_TASK TO COMPLETE_. Which lines of the records contain "trousers"? Collect every one of them.

***

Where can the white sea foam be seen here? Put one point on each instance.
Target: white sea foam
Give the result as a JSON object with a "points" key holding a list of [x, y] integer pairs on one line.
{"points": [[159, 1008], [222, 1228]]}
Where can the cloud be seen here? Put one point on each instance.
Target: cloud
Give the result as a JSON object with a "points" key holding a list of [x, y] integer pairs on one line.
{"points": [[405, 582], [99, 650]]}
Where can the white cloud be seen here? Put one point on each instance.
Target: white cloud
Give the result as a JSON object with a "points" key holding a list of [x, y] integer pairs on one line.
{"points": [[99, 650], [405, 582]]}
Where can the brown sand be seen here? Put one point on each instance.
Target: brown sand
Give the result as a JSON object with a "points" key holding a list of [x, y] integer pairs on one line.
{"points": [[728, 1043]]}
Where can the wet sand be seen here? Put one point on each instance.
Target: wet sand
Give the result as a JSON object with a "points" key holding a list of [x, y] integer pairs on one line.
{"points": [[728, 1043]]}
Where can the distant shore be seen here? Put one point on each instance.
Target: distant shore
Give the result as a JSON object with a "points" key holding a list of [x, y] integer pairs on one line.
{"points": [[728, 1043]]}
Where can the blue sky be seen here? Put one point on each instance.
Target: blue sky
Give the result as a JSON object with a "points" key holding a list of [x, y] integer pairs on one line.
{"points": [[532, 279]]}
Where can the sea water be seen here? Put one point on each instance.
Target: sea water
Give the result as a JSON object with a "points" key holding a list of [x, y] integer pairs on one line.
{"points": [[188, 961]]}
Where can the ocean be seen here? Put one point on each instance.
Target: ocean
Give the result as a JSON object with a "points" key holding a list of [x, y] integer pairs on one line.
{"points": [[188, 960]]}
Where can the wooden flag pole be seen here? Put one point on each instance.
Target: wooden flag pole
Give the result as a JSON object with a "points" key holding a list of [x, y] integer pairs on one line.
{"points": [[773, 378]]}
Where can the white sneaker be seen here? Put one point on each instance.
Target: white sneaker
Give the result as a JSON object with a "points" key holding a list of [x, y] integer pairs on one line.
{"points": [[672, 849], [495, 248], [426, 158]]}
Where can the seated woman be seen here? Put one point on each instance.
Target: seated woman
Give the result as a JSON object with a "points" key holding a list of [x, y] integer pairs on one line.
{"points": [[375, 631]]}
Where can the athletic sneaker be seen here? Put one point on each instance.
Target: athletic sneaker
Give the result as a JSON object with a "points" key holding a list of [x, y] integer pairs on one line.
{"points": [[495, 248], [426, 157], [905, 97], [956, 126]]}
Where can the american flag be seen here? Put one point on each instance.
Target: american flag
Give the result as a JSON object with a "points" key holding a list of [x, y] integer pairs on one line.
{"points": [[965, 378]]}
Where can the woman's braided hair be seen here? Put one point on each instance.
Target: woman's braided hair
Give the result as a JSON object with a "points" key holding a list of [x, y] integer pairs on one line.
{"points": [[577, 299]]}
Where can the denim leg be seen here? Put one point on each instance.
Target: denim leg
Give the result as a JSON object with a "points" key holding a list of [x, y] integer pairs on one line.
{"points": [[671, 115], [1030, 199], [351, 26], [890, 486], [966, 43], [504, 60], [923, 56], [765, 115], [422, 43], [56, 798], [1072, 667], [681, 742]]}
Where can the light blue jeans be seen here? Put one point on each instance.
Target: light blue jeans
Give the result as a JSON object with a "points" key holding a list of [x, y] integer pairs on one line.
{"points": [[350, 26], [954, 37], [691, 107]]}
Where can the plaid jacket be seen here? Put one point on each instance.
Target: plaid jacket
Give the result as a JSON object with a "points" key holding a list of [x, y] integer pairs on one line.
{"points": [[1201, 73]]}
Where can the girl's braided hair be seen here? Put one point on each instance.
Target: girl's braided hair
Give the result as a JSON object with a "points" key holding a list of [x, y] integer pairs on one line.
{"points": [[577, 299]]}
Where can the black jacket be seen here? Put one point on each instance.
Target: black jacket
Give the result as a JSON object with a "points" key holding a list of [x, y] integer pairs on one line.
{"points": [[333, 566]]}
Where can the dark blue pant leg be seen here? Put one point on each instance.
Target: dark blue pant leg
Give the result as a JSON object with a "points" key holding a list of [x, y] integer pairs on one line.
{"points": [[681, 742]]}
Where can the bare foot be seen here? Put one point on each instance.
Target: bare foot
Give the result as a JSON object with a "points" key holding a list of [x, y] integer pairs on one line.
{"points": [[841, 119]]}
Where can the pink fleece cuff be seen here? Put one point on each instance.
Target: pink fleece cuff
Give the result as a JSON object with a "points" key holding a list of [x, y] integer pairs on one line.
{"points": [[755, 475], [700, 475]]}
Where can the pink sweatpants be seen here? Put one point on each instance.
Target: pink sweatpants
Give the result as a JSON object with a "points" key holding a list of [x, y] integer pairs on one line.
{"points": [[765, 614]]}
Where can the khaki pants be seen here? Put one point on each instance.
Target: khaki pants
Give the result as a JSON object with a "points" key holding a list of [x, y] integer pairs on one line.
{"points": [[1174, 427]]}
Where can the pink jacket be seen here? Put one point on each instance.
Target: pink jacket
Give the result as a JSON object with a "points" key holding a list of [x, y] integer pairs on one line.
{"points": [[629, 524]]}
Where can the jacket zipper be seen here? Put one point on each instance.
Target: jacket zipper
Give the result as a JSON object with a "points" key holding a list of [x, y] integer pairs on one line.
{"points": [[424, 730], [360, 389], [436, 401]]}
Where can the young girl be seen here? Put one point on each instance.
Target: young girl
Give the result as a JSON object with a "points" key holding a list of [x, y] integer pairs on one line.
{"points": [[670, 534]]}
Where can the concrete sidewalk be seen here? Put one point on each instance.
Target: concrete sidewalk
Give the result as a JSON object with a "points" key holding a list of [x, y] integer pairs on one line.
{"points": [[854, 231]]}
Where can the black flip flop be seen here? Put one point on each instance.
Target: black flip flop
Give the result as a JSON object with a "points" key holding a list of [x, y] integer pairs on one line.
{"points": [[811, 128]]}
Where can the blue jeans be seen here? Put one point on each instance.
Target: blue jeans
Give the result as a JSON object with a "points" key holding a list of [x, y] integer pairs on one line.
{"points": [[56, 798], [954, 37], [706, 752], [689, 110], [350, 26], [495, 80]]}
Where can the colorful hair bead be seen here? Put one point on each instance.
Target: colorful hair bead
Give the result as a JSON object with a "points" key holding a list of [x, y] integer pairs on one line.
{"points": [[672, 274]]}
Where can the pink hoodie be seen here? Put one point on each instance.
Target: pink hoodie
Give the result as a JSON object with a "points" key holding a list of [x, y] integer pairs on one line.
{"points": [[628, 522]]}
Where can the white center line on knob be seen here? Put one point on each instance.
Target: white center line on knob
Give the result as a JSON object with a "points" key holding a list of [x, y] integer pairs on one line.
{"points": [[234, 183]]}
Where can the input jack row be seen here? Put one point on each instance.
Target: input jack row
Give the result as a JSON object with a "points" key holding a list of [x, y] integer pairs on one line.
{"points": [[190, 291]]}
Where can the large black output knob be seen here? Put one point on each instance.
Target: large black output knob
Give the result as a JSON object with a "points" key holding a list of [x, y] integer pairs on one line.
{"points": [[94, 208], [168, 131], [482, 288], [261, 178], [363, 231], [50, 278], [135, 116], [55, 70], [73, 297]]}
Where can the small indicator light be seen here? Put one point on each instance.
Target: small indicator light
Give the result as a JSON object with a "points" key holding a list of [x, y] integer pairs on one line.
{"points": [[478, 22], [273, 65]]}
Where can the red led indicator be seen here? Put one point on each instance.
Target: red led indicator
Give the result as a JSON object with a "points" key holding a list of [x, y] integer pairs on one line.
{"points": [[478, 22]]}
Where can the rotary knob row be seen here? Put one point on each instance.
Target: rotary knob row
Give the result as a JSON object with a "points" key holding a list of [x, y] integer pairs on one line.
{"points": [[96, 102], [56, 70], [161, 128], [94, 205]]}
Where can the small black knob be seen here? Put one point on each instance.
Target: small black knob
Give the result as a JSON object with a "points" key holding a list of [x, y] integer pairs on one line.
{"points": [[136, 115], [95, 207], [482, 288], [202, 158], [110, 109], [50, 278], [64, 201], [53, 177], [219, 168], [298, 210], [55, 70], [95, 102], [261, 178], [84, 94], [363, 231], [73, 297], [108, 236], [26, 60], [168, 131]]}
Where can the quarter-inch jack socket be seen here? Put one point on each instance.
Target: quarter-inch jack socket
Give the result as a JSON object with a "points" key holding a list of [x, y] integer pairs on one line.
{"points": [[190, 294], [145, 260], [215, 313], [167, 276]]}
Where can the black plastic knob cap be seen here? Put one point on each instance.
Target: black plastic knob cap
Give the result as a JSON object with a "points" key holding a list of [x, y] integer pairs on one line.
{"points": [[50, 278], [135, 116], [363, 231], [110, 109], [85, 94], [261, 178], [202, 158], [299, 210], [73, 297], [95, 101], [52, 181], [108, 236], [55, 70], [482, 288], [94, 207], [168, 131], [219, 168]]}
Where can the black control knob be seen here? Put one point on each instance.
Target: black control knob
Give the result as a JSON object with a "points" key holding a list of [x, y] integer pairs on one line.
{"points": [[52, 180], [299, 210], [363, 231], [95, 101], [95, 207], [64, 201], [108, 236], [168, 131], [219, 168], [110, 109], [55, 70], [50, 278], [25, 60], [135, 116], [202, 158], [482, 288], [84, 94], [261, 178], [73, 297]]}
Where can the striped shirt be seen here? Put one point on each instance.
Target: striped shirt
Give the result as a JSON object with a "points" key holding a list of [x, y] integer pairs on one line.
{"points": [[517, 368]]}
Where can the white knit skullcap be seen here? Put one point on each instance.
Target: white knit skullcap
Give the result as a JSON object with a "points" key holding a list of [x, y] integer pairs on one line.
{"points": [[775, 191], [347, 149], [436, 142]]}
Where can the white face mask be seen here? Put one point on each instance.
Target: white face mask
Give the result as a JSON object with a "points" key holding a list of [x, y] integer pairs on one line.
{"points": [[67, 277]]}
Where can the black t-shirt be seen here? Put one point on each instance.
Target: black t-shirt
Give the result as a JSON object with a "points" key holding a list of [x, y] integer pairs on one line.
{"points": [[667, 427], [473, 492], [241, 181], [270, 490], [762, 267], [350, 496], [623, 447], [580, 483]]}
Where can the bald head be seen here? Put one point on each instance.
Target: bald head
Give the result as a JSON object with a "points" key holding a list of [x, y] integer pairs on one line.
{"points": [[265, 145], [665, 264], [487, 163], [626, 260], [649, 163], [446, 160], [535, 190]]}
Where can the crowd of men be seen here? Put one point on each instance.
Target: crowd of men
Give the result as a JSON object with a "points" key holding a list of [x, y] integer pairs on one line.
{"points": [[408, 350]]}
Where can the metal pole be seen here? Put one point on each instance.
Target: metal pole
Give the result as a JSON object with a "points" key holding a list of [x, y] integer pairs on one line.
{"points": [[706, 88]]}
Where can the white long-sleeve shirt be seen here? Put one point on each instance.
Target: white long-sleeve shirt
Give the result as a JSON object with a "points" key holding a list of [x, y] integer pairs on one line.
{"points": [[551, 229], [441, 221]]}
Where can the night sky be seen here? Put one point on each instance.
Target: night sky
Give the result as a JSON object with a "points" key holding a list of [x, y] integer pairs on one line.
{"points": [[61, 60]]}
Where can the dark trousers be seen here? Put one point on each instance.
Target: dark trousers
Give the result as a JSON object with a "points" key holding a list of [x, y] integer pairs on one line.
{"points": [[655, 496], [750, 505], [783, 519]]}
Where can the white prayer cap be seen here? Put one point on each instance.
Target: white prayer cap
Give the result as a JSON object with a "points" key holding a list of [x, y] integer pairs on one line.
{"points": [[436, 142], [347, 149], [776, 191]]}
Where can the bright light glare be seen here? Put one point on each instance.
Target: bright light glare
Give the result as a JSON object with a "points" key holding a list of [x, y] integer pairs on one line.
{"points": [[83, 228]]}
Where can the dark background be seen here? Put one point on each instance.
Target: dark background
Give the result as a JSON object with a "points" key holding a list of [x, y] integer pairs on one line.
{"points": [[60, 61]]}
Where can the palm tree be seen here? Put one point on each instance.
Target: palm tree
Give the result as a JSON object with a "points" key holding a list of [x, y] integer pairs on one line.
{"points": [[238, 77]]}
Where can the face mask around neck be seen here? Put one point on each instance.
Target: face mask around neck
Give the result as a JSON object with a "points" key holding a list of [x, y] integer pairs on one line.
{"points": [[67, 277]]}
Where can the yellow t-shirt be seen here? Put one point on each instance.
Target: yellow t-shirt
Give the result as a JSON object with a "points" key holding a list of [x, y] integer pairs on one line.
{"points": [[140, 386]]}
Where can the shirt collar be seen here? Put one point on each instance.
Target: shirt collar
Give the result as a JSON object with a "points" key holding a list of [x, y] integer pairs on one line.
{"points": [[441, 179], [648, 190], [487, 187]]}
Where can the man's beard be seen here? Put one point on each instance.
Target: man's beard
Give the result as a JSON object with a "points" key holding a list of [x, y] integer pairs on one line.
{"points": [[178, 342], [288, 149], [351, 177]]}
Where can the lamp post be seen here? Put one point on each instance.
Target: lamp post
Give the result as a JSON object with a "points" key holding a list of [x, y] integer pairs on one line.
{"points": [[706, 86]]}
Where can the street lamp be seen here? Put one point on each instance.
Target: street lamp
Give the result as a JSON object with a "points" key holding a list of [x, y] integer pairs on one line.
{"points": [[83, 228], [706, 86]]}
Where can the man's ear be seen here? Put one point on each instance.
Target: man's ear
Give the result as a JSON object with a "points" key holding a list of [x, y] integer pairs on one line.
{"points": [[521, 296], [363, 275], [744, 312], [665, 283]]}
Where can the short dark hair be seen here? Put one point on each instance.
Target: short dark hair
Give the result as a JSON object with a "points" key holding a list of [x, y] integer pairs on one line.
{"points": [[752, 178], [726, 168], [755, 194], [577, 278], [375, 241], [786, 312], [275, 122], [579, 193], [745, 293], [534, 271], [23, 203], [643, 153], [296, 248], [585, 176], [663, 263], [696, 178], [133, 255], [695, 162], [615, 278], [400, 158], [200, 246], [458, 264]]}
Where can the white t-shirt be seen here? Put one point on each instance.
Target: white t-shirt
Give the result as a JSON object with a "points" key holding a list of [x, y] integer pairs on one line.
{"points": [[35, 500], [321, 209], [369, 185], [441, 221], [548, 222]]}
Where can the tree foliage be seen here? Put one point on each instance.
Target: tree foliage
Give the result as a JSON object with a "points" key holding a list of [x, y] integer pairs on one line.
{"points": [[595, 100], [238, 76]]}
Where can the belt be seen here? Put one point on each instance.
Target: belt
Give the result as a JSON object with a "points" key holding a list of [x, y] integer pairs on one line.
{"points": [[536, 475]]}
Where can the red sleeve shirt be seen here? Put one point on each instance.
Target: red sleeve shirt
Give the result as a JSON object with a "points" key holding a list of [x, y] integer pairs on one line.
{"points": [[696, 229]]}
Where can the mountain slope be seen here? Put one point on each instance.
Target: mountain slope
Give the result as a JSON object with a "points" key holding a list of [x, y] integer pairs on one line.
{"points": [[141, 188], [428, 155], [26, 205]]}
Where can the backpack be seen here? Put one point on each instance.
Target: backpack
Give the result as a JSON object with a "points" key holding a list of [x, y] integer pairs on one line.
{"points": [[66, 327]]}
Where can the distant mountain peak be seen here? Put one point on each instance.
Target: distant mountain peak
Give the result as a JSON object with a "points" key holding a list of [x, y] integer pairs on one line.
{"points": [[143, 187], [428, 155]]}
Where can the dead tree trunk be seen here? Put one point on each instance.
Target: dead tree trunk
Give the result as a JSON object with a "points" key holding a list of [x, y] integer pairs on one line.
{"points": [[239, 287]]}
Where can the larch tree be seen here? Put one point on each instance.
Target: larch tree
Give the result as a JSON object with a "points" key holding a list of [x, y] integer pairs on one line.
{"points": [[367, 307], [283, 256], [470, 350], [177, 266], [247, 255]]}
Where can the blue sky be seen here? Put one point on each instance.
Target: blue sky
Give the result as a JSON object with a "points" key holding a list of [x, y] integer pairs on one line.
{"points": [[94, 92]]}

***

_TASK ANSWER_.
Where can the dark trousers be seen here? Put one point on each instance.
Target: dark trousers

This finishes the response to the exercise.